::: DATA TO EXAMINE :::

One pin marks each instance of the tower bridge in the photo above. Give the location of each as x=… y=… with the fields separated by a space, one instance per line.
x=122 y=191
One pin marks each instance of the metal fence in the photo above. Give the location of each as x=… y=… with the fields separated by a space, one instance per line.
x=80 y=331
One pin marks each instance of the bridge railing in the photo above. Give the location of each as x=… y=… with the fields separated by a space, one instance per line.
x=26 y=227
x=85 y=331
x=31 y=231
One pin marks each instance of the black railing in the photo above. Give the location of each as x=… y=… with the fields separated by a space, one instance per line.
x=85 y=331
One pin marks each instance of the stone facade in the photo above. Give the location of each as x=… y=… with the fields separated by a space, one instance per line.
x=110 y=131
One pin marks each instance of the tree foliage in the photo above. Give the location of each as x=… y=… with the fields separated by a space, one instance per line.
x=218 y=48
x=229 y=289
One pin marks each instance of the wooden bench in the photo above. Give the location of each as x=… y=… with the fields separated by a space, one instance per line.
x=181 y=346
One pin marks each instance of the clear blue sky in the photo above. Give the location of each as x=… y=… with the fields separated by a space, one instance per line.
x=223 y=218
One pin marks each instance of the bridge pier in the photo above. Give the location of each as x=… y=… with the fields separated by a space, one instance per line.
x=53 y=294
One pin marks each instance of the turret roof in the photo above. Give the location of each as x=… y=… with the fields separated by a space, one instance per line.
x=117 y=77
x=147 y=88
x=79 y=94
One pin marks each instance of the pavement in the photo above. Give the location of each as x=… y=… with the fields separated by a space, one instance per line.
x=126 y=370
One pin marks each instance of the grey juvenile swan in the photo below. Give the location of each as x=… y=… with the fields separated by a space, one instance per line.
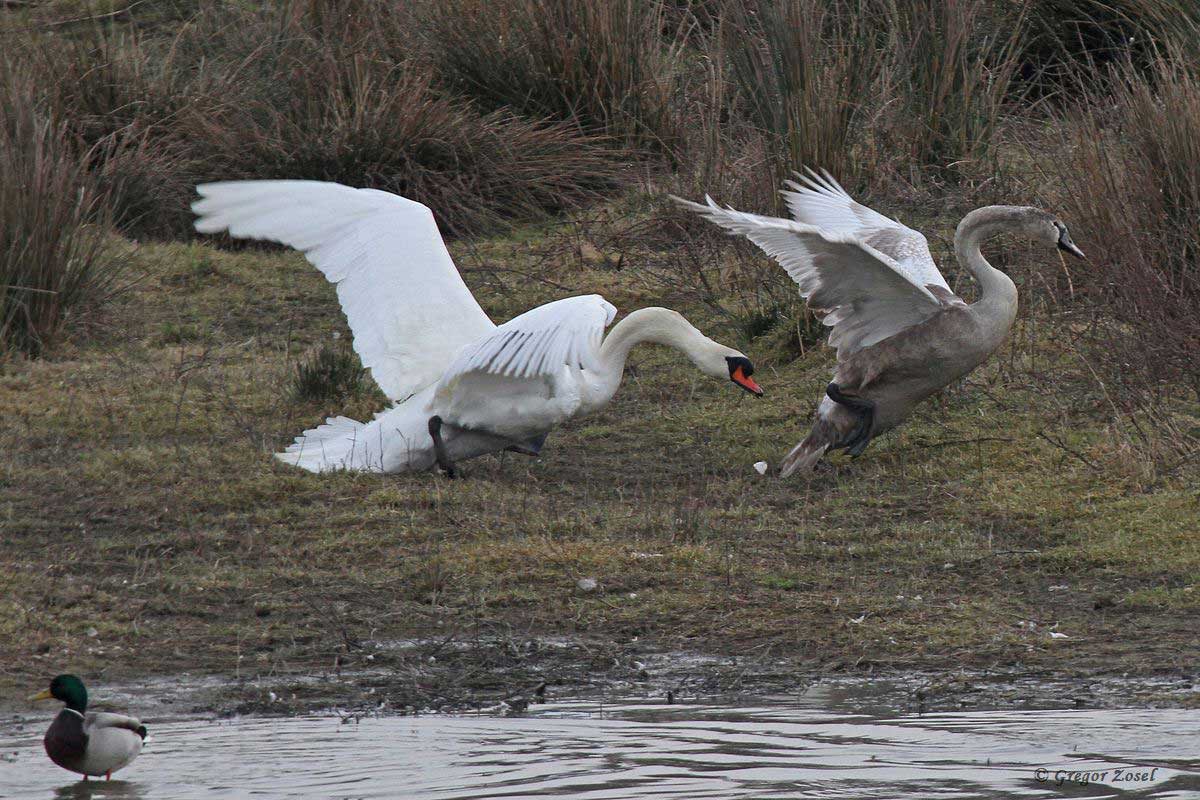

:::

YOUR ASSIGNMENT
Output the listing word for word. Drop the pictures.

RESPONSE BELOW
One pin marks each instance of the tower bridge in the photo above. Give the location of each as x=… y=… with the fields separated by a space, one instance per line.
x=122 y=191
One pin marks each instance of the metal fence in the photo above. Give the location of each as x=… y=… with the fields separated by a space, one instance per line.
x=80 y=331
One pin marks each instance of the bridge railing in the photo above. Give the location of each as x=… y=… with the fields separated by a space, one instance per line.
x=26 y=227
x=85 y=331
x=31 y=231
One pin marks each instance of the black railing in the photo above. Give the location of each as x=… y=… with the fields separated by a space, one instance per line.
x=85 y=331
One pin marks each instance of the stone facade in the photo above. Give the location of each as x=… y=… with the fields separated by a space, one instance per line.
x=110 y=131
One pin marks each instance of the tree foliage in the photo above. Give the location of each as x=… y=… with the fields separated by a space, one instance per line.
x=218 y=48
x=229 y=289
One pin marks each instance of the wooden bench in the photo above. Give the location of each as x=… y=… with the fields separated by a space, one instance per line.
x=181 y=346
One pin marks each instance of the clear blue sky in the photo above. Give the location of each as x=… y=… with the fields separated by a space, one instance per line.
x=223 y=218
One pin marks each instance of the bridge pier in the photo above. Give the location of each as x=… y=… with the fields separated by a space, one instance per line.
x=53 y=294
One pin marks each instance of the turret roof in the photo above. Give the location of each as x=… y=… with the fields separated by a space, one instance per line.
x=117 y=77
x=147 y=88
x=79 y=94
One pin marks each instance of the pavement in the photo above. Give the location of each as x=… y=… with the fields separated by a space, one instance per line.
x=126 y=370
One pin marks each instance of the grey juvenile swan in the photo below. Give the location of each as x=… y=… with the fields separated by a space, one instance per line.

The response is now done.